** Start INPUT MATERIAL **

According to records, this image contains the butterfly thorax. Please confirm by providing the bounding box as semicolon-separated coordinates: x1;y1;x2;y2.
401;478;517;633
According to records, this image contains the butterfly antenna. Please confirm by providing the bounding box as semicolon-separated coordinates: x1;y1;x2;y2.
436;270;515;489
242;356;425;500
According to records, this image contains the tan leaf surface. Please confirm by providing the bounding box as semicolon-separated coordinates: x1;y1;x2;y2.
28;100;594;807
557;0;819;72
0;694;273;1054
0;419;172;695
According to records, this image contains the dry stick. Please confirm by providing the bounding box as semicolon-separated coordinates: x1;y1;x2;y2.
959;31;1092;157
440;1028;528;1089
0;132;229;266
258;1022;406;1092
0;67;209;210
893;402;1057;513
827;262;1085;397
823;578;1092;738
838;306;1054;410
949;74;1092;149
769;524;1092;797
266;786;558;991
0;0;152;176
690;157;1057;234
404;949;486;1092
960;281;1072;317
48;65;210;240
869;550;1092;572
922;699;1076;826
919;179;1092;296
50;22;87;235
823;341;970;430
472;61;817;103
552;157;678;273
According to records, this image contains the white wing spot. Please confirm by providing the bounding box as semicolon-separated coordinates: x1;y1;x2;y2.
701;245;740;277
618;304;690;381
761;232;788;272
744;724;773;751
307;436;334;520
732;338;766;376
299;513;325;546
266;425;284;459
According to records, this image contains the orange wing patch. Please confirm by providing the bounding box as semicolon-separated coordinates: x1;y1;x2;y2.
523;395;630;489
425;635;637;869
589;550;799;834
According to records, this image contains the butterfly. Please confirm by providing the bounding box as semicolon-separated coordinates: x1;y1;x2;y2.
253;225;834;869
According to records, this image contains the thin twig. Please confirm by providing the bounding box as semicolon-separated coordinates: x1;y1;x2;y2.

** End INPUT MATERIAL **

> **STATED EXERCISE**:
Copy out all the records again, swapping each "image" for "photo" and keeping everything else the same.

> **EXPECTED ANSWER**:
According to records, this photo contains the butterfly thorax. Please confirm by providing the bounding box as semicolon-separated coordinates: x1;y1;x2;y2.
401;478;517;633
According to records, this photo contains the butterfly antenna. Please confirm by providing the bounding box as semicolon-separated coordinates: x1;y1;x2;y2.
436;270;515;489
242;356;425;500
According to records, this photo contains the tan leaf surface. Please confirm by providing the bounding box as semicolon-separated coordinates: x1;y1;x2;y2.
28;100;594;807
557;0;819;72
0;694;273;1054
0;419;172;695
According to records, this photo contains the dry stick. Please confirm by providing the bounding box as semicolon-separated coordinates: x1;y1;x2;y2.
959;31;1092;157
440;1028;528;1089
0;132;229;266
258;1022;406;1092
0;67;209;210
893;402;1057;513
827;262;1085;397
823;578;1092;738
838;306;1054;410
949;74;1092;149
769;524;1092;797
266;786;558;991
0;0;152;176
690;157;1057;234
404;949;486;1092
960;281;1072;317
48;65;210;240
869;550;1092;572
922;699;1076;826
919;179;1092;296
50;22;87;235
823;341;970;430
472;61;817;103
552;157;678;273
According to records, this photo contains the white wing spot. Please confirm by providing the bounding box as semicolon-separated coordinates: x1;y1;x2;y2.
701;245;740;277
618;304;690;381
761;232;788;272
744;724;773;751
307;436;334;520
732;338;766;376
299;513;325;546
266;425;284;459
According to records, this photo contains the orange wing patch. Please confirm by providing the bounding box as semicolon-separated coordinates: x1;y1;x2;y2.
523;395;630;489
425;635;637;869
589;550;799;834
According to records, this photo contains the butterfly. Please confirm by providing the bounding box as semicolon-separated coordinates: x1;y1;x2;y2.
253;225;834;869
According to records, this photo contains the thin twig. Please confirm by providing the bounding box as semicolon-separated coordinates: x1;y1;x2;y2.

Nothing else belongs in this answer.